[Start Selected extract]

Lecture Transcript Scraper

This project automates the process of extracting and cleaning lecture transcripts from your university’s online video platform. It uses Selenium to navigate your course folder, scrape transcript text from each recorded lecture, and save them as tidy .txt files — perfect for uploading into NotebookLM or other AI-assisted study tools.

Features

Automatic transcript scraping – Collects transcripts from all videos in a course folder
Smart deduplication – Skips previously scraped lectures using a local record file
Clean formatting – Removes interface artifacts and organizes timestamps for clarity
Organized storage – Saves each transcript as a readable .txt file in /transcripts
Error handling – Captures screenshots when issues occur for easy debugging

Motivation

NotebookLM works best when provided with high-quality text context. For some courses—especially math or theory-heavy ones—there are only recorded lectures and no slides or written notes. This script bridges that gap by turning lecture recordings → structured text, giving you searchable and summarizable course material.

[End Selected extract]
[Start Raw data]

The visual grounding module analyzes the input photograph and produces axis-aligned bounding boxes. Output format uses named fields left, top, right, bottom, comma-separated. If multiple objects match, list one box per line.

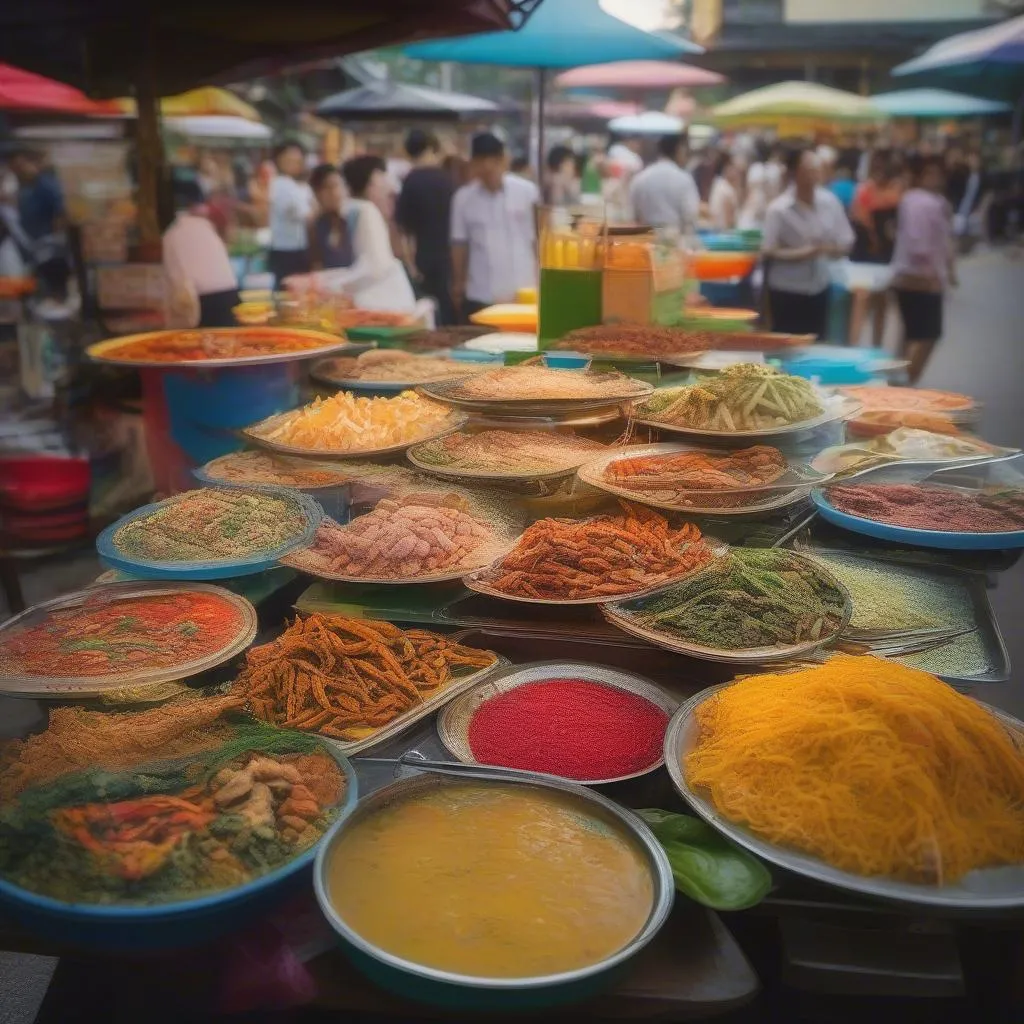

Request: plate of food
left=86, top=327, right=348, bottom=370
left=665, top=654, right=1024, bottom=910
left=310, top=348, right=487, bottom=391
left=281, top=494, right=518, bottom=584
left=406, top=430, right=608, bottom=481
left=811, top=427, right=1020, bottom=478
left=637, top=362, right=860, bottom=438
left=579, top=444, right=830, bottom=515
left=551, top=324, right=718, bottom=362
left=601, top=548, right=852, bottom=665
left=232, top=614, right=502, bottom=755
left=837, top=384, right=978, bottom=422
left=0, top=582, right=256, bottom=699
left=811, top=478, right=1024, bottom=551
left=0, top=695, right=357, bottom=950
left=437, top=662, right=679, bottom=785
left=464, top=502, right=725, bottom=604
left=419, top=366, right=654, bottom=416
left=242, top=391, right=466, bottom=459
left=96, top=487, right=324, bottom=580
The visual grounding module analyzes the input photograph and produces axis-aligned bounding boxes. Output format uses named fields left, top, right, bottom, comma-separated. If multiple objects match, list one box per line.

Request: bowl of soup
left=314, top=773, right=674, bottom=1010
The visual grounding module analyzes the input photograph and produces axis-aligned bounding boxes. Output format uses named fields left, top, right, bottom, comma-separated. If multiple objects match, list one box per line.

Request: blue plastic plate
left=811, top=489, right=1024, bottom=551
left=96, top=486, right=324, bottom=580
left=0, top=743, right=358, bottom=949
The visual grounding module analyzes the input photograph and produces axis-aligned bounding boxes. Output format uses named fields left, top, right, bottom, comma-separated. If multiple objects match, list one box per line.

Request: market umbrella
left=0, top=0, right=539, bottom=96
left=0, top=0, right=539, bottom=247
left=555, top=60, right=725, bottom=91
left=114, top=85, right=260, bottom=121
left=608, top=111, right=686, bottom=135
left=164, top=114, right=273, bottom=142
left=892, top=14, right=1024, bottom=99
left=892, top=14, right=1024, bottom=142
left=0, top=65, right=116, bottom=117
left=871, top=89, right=1013, bottom=118
left=316, top=82, right=499, bottom=121
left=711, top=82, right=886, bottom=127
left=406, top=0, right=703, bottom=174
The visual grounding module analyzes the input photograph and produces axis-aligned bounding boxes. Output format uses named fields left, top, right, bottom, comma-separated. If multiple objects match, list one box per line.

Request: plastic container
left=0, top=744, right=358, bottom=951
left=544, top=351, right=593, bottom=370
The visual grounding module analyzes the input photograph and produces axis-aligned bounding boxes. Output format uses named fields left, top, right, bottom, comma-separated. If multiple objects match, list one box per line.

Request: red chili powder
left=469, top=679, right=669, bottom=779
left=826, top=483, right=1024, bottom=534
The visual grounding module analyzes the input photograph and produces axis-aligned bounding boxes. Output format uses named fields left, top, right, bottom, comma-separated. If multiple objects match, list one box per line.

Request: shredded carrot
left=684, top=654, right=1024, bottom=885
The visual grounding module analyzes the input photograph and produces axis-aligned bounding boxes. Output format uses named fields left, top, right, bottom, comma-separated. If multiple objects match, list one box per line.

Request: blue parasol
left=871, top=89, right=1013, bottom=118
left=404, top=0, right=703, bottom=172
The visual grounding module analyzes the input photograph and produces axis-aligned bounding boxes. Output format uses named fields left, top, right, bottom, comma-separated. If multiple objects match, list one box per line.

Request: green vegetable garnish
left=636, top=808, right=772, bottom=910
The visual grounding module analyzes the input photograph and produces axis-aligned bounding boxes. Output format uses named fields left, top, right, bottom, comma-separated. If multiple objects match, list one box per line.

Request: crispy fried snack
left=234, top=614, right=496, bottom=741
left=484, top=502, right=713, bottom=601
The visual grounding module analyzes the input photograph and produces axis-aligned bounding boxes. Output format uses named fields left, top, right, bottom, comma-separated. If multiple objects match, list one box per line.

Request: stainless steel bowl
left=313, top=769, right=675, bottom=1010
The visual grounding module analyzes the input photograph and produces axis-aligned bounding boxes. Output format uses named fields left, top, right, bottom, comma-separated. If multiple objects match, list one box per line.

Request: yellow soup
left=329, top=783, right=653, bottom=978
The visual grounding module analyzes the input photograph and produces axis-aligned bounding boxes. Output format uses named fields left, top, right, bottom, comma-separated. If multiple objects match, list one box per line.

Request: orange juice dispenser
left=601, top=225, right=686, bottom=324
left=538, top=207, right=604, bottom=348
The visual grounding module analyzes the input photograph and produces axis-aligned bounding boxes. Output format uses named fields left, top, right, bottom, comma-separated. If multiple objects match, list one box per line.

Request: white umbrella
left=164, top=115, right=273, bottom=142
left=871, top=89, right=1013, bottom=118
left=608, top=111, right=686, bottom=135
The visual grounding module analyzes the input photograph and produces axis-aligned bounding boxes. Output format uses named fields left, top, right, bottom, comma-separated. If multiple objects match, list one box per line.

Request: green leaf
left=636, top=808, right=772, bottom=910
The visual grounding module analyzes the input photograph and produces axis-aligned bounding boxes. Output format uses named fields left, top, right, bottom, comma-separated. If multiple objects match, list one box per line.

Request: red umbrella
left=0, top=63, right=117, bottom=117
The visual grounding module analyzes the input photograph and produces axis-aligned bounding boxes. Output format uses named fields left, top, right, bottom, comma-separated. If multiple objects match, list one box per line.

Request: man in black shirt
left=394, top=128, right=456, bottom=326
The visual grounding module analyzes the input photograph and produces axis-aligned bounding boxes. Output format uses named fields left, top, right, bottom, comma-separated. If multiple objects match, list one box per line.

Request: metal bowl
left=313, top=769, right=675, bottom=1011
left=437, top=660, right=679, bottom=785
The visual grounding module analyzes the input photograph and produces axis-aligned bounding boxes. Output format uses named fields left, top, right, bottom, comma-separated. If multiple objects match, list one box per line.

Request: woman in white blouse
left=708, top=153, right=742, bottom=231
left=295, top=155, right=416, bottom=312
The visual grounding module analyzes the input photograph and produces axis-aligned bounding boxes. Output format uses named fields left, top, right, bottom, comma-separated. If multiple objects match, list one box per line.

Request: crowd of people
left=0, top=123, right=1020, bottom=379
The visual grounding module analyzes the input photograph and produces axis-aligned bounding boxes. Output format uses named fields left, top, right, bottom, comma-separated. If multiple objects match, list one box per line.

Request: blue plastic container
left=543, top=351, right=592, bottom=370
left=0, top=744, right=358, bottom=951
left=811, top=490, right=1024, bottom=551
left=96, top=486, right=324, bottom=580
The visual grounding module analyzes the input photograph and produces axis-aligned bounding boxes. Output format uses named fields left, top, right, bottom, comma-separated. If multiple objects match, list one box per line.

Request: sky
left=601, top=0, right=667, bottom=32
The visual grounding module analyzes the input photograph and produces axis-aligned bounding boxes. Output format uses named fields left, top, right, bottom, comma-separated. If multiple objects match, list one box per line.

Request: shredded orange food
left=683, top=654, right=1024, bottom=885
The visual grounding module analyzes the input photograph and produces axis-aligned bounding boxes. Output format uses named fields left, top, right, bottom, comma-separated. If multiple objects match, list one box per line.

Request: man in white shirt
left=630, top=133, right=700, bottom=234
left=163, top=178, right=239, bottom=328
left=267, top=142, right=316, bottom=286
left=452, top=132, right=541, bottom=317
left=761, top=147, right=854, bottom=338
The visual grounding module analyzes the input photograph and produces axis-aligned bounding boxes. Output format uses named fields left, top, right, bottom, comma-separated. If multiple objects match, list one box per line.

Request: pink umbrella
left=555, top=60, right=725, bottom=89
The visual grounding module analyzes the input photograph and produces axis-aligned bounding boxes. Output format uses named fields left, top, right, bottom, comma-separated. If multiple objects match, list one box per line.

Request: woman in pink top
left=892, top=157, right=956, bottom=384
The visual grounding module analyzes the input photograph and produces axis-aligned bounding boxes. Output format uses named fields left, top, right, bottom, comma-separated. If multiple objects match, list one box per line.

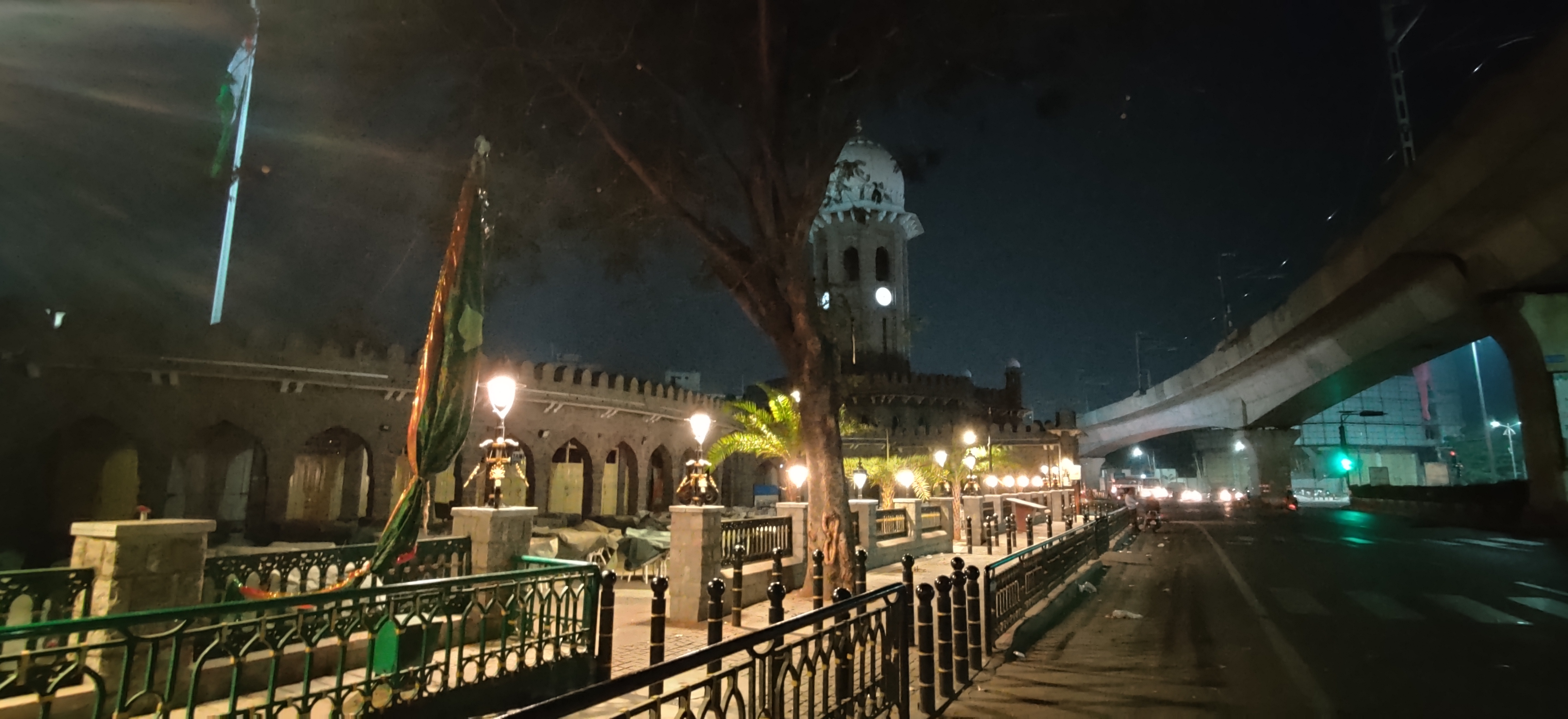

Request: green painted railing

[End Raw data]

(Task to carry out) Restate the lecture transcript scraper text, everything from "This project automates" down to "AI-assisted study tools.", swapping "Selenium" for "Playwright".

(Answer to the exercise)
This project automates the process of extracting and cleaning lecture transcripts from your university’s online video platform. It uses Playwright to navigate your course folder, scrape transcript text from each recorded lecture, and save them as tidy .txt files — perfect for uploading into NotebookLM or other AI-assisted study tools.